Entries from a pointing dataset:
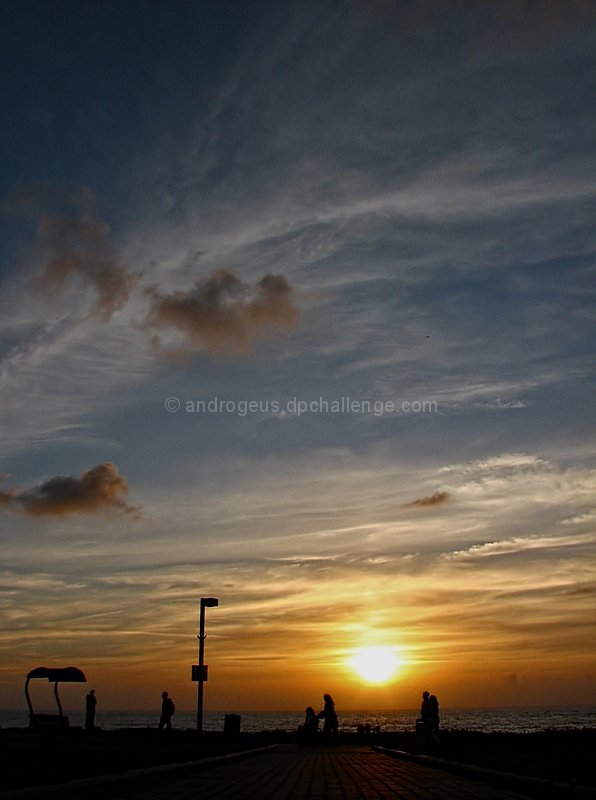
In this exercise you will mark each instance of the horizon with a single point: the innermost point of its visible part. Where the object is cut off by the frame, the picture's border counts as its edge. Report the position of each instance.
(296, 312)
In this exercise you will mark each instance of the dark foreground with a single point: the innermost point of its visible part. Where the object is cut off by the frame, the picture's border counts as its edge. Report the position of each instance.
(32, 759)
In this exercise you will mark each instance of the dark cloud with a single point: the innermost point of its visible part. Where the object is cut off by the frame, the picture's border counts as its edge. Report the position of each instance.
(220, 313)
(436, 499)
(98, 488)
(79, 245)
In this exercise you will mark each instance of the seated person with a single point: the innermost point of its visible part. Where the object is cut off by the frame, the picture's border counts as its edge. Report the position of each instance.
(307, 732)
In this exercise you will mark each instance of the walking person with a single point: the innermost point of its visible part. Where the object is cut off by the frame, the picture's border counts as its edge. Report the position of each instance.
(90, 704)
(167, 711)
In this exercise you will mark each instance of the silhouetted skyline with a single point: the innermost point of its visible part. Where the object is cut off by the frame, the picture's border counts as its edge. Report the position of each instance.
(297, 311)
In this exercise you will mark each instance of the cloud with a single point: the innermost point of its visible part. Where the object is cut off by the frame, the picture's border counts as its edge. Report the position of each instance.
(101, 487)
(220, 313)
(518, 544)
(79, 245)
(436, 499)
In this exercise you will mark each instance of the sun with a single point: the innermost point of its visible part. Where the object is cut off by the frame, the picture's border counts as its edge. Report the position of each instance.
(375, 664)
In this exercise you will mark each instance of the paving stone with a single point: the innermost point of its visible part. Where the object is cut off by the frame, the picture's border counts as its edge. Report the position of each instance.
(293, 773)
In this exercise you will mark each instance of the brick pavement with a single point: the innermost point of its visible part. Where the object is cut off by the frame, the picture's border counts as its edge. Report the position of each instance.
(293, 773)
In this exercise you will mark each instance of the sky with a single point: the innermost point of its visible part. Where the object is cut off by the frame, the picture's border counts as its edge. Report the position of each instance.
(297, 311)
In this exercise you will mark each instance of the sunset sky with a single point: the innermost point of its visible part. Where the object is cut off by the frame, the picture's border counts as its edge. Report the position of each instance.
(297, 311)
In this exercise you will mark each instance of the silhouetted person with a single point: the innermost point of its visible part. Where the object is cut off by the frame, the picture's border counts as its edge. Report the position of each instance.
(90, 703)
(425, 708)
(434, 719)
(330, 726)
(308, 731)
(167, 711)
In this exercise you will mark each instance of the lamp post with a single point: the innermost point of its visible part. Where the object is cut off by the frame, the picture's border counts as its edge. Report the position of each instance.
(206, 602)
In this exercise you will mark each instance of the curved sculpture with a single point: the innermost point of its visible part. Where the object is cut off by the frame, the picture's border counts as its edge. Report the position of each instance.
(54, 675)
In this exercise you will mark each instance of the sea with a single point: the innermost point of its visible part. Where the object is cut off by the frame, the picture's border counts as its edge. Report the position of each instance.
(515, 720)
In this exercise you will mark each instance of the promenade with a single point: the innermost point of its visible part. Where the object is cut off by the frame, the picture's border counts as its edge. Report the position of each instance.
(289, 772)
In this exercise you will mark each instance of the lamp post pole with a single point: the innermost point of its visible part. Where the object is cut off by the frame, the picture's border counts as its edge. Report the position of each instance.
(206, 602)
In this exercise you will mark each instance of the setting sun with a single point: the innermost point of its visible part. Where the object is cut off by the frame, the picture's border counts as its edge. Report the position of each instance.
(375, 664)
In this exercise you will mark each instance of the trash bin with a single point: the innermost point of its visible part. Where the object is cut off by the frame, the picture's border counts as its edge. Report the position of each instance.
(231, 724)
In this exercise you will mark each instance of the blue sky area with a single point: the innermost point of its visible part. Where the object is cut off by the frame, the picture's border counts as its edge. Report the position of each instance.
(374, 221)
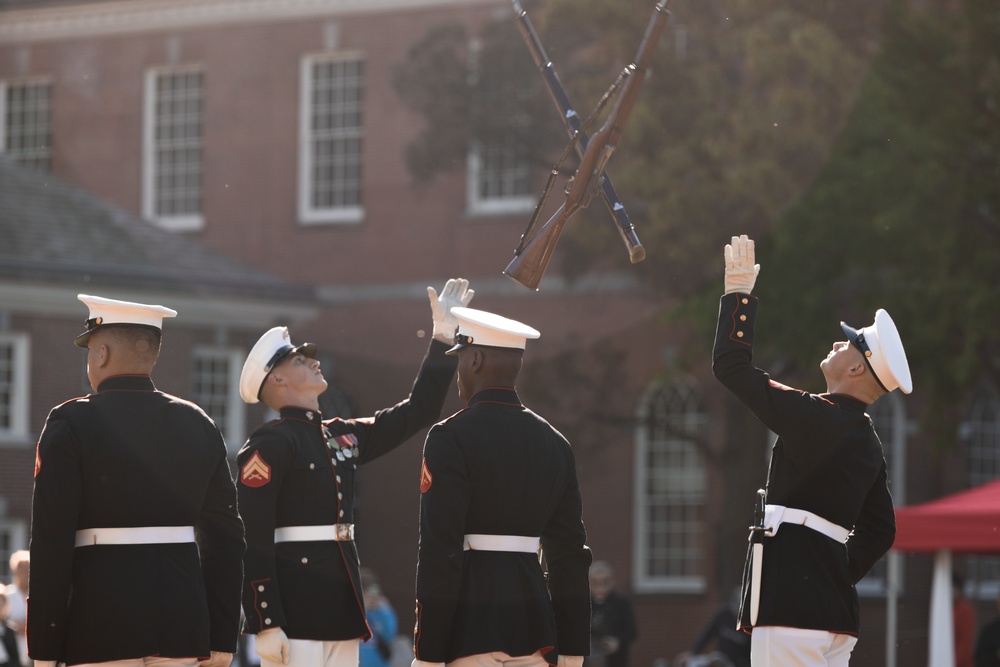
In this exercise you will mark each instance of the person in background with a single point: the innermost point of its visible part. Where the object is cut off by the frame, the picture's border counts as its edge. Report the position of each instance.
(10, 652)
(732, 645)
(376, 651)
(988, 642)
(612, 619)
(963, 618)
(17, 596)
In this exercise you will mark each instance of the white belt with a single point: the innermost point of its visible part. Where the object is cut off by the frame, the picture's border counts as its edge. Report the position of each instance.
(338, 532)
(516, 543)
(145, 535)
(775, 515)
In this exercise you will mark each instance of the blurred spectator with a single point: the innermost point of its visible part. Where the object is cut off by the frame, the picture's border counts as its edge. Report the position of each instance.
(964, 623)
(17, 596)
(612, 620)
(732, 645)
(377, 651)
(988, 644)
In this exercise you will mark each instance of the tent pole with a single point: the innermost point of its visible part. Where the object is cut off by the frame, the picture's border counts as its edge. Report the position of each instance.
(891, 607)
(941, 651)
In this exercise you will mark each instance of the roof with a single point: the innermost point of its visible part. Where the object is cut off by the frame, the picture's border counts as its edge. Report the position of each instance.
(965, 522)
(55, 233)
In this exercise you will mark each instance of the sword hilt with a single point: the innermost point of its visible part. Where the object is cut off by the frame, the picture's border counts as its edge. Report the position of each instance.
(758, 514)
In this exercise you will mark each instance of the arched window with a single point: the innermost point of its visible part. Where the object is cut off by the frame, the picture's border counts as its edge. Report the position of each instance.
(981, 433)
(670, 489)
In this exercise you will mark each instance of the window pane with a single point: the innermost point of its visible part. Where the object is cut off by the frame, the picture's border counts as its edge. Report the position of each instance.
(336, 133)
(28, 124)
(674, 484)
(177, 131)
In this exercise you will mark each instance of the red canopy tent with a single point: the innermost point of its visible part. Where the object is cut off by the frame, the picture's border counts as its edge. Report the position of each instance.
(965, 522)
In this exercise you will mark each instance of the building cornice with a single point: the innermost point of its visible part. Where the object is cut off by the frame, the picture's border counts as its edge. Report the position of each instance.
(101, 19)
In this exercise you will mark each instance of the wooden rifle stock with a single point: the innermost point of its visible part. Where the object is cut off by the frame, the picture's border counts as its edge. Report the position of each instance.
(534, 253)
(575, 128)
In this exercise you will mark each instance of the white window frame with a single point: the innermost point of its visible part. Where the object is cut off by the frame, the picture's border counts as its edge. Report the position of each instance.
(17, 431)
(876, 583)
(479, 205)
(233, 427)
(45, 153)
(977, 568)
(643, 580)
(307, 213)
(184, 222)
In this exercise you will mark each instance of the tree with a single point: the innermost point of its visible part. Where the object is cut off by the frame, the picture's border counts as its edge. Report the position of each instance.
(904, 215)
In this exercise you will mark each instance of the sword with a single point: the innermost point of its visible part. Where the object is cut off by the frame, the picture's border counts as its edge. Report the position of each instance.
(757, 557)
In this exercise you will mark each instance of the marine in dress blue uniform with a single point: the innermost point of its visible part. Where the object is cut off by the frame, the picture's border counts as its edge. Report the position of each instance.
(828, 516)
(302, 595)
(497, 482)
(136, 542)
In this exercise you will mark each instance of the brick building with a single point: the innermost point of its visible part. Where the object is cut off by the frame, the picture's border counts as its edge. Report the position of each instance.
(262, 141)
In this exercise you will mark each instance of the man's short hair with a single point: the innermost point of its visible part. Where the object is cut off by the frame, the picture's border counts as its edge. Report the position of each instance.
(140, 340)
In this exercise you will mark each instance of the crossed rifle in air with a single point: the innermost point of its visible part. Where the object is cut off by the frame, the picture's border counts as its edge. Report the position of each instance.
(535, 250)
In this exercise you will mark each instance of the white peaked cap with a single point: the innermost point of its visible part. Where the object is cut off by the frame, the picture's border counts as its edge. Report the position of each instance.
(478, 327)
(270, 350)
(105, 312)
(883, 350)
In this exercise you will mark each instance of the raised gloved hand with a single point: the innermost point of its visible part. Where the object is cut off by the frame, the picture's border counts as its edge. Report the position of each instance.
(455, 292)
(272, 645)
(218, 659)
(741, 272)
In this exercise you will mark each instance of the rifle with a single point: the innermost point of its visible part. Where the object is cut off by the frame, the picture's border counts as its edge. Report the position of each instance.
(534, 252)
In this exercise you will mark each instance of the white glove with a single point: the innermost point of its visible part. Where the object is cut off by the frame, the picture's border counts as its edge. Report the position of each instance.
(424, 663)
(741, 272)
(272, 645)
(218, 659)
(455, 292)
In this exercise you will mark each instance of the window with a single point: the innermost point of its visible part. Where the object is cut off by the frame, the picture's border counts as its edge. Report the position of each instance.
(172, 147)
(889, 418)
(14, 387)
(670, 490)
(981, 433)
(499, 179)
(26, 132)
(215, 378)
(331, 139)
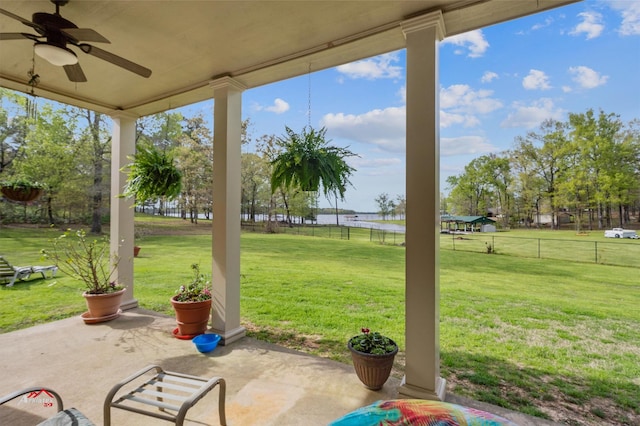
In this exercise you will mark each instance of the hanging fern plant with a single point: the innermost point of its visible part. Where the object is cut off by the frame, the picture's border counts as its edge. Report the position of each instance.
(152, 175)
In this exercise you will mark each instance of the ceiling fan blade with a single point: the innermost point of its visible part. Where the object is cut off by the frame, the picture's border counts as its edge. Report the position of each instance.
(116, 60)
(18, 36)
(84, 34)
(24, 21)
(75, 73)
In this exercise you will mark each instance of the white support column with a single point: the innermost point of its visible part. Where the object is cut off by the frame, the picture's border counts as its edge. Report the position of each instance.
(227, 124)
(422, 373)
(123, 145)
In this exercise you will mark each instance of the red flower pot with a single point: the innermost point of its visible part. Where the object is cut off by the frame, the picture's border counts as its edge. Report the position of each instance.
(192, 317)
(103, 306)
(372, 370)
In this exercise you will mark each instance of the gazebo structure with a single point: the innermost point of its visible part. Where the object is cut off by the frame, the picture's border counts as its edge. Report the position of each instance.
(199, 50)
(464, 223)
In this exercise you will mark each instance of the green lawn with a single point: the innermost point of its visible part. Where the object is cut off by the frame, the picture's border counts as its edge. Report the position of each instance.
(551, 338)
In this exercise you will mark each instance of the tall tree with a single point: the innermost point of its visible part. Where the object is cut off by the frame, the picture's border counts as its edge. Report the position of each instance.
(195, 160)
(385, 205)
(55, 158)
(547, 151)
(14, 121)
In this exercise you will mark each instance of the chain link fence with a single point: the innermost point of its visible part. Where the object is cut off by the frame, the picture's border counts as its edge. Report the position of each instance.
(615, 252)
(618, 252)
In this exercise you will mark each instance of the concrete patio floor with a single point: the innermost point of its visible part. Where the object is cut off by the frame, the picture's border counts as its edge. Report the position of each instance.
(266, 384)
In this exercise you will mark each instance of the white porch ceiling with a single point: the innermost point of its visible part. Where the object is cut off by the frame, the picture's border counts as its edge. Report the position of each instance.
(188, 44)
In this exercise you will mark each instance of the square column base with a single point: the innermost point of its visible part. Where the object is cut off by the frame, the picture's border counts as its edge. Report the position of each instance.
(231, 336)
(129, 304)
(414, 392)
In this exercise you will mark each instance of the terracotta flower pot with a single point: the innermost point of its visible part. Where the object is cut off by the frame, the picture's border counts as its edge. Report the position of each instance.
(192, 317)
(103, 306)
(372, 370)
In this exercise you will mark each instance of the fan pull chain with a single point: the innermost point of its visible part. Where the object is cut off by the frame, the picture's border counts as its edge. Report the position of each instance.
(309, 98)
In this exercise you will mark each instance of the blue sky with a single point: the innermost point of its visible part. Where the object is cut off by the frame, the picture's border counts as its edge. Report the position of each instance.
(495, 84)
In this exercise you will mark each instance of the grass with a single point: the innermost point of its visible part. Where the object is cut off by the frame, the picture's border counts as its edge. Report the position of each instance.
(554, 339)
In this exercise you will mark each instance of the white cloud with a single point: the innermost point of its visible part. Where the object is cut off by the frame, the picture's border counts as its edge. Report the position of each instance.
(630, 11)
(449, 119)
(384, 128)
(279, 106)
(530, 116)
(587, 78)
(460, 104)
(536, 80)
(373, 68)
(591, 25)
(373, 163)
(488, 76)
(474, 41)
(541, 25)
(465, 145)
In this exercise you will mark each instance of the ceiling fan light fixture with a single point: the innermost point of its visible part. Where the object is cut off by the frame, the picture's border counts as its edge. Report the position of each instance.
(56, 55)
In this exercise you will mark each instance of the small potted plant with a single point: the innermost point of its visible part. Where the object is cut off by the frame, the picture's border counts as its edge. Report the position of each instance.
(192, 304)
(372, 355)
(21, 190)
(88, 260)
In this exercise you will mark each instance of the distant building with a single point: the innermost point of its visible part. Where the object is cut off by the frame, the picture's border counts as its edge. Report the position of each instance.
(449, 223)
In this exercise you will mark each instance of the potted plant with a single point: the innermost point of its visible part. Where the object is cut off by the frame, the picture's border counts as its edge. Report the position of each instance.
(21, 190)
(152, 175)
(88, 260)
(372, 355)
(192, 305)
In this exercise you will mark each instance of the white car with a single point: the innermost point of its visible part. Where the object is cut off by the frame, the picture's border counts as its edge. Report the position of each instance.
(621, 233)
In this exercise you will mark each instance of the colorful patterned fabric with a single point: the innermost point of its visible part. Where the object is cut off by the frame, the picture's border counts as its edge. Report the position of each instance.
(417, 412)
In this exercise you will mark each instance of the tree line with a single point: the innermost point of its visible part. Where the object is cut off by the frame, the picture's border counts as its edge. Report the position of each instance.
(66, 150)
(585, 170)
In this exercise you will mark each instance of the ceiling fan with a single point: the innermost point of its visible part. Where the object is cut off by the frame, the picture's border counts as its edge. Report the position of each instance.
(55, 32)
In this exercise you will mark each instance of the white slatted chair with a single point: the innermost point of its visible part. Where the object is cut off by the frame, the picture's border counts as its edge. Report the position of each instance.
(12, 273)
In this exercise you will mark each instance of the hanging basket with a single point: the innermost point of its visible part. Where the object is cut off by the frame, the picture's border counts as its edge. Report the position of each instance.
(21, 194)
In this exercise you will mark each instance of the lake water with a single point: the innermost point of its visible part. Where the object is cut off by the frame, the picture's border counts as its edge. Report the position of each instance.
(360, 220)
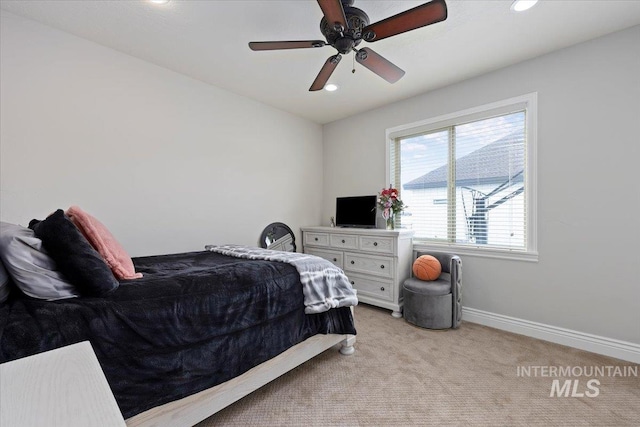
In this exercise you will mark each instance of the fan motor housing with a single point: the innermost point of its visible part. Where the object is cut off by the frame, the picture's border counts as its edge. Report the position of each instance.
(352, 35)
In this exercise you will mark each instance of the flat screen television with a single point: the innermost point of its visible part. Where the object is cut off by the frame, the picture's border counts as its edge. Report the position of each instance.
(356, 211)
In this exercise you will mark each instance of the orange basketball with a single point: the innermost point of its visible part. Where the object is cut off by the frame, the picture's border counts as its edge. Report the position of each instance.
(427, 267)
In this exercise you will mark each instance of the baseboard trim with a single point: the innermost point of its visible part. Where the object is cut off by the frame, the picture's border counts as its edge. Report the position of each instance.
(623, 350)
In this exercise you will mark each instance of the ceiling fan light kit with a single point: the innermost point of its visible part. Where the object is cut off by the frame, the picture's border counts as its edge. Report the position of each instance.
(345, 27)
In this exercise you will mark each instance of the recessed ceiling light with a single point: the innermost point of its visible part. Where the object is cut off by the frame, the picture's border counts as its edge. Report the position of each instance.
(522, 5)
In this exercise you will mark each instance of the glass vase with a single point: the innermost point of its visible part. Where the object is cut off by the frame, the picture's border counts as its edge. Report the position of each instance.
(391, 222)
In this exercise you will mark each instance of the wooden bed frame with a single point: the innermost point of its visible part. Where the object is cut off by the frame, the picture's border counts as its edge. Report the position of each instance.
(195, 408)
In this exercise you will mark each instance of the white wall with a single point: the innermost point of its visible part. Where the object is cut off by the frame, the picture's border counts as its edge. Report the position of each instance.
(587, 278)
(168, 163)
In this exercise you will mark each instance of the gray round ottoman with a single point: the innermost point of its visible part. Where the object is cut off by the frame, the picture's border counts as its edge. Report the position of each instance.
(435, 304)
(428, 304)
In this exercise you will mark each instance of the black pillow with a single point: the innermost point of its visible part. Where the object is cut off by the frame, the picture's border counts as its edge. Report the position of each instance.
(75, 257)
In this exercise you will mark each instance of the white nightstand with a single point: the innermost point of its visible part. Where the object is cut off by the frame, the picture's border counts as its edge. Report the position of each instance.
(63, 387)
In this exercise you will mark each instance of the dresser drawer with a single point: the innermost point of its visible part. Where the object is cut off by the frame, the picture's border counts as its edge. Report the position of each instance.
(316, 239)
(344, 241)
(335, 257)
(383, 245)
(377, 288)
(370, 264)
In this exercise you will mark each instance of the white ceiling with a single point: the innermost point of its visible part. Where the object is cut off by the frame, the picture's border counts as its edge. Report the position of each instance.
(207, 40)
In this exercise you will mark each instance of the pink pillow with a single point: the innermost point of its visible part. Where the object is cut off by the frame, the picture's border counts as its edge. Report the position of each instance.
(103, 241)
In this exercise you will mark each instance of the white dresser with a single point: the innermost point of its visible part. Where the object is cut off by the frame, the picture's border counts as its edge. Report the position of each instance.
(376, 261)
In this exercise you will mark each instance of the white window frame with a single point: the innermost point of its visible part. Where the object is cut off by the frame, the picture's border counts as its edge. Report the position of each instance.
(527, 102)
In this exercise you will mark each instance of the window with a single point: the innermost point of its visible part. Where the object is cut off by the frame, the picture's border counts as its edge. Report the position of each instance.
(468, 178)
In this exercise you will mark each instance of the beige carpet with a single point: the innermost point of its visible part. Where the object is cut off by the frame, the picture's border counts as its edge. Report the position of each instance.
(401, 375)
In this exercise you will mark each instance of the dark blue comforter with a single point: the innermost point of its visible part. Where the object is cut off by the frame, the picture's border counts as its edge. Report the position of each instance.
(193, 321)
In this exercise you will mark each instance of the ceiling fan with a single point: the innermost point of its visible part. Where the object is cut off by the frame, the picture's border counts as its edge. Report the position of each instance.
(345, 26)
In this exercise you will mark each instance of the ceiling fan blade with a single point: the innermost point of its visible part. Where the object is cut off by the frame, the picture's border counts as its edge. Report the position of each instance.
(302, 44)
(333, 12)
(421, 16)
(325, 72)
(379, 65)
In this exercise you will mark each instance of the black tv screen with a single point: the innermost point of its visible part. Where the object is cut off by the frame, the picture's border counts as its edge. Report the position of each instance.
(356, 211)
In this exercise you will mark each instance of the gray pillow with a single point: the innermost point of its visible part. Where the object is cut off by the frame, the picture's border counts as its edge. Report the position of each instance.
(29, 265)
(4, 283)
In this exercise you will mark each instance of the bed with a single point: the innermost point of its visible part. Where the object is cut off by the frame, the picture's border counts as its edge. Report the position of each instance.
(195, 333)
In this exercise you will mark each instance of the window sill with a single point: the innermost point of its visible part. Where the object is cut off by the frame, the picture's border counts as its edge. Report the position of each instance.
(529, 256)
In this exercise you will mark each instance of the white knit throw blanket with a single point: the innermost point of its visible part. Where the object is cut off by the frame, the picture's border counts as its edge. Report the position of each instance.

What to work on: Write out once more the lines above beginning at the line with "the black tv"; continue through the final line and stop there.

Exercise result:
In this exercise you will mark each instance of the black tv screen with a single point: the innermost point of its visible part. Where the object is cut off by the frame, the picture's border counts as its edge. Report the position of each instance.
(356, 211)
In this exercise you will mark each instance of the gray pillow with a single point: the innermost point of its visible part. Where the object is cut off by the frame, the picture's border counts as its edge. Report the position of each instance.
(29, 265)
(4, 283)
In this exercise you will mark each instance of the bed with a single point: the innermost point of its visible part. Where the object is cut off by the frame, the picture's border counts as its edge. Report the position of each instance.
(195, 333)
In this exercise you will mark each instance of the window sill with a single point: the innermost point of its visible part. Where the object is cut off by the frame, the picture's border counts as its edge. Report the position of each instance.
(529, 256)
In this exercise you will mark each instance of the white knit throw blanket with a single point: the innermost point of its visible part. Where the object is cut off by the frame, the picture's border counts as its edge. Report the position of each instance.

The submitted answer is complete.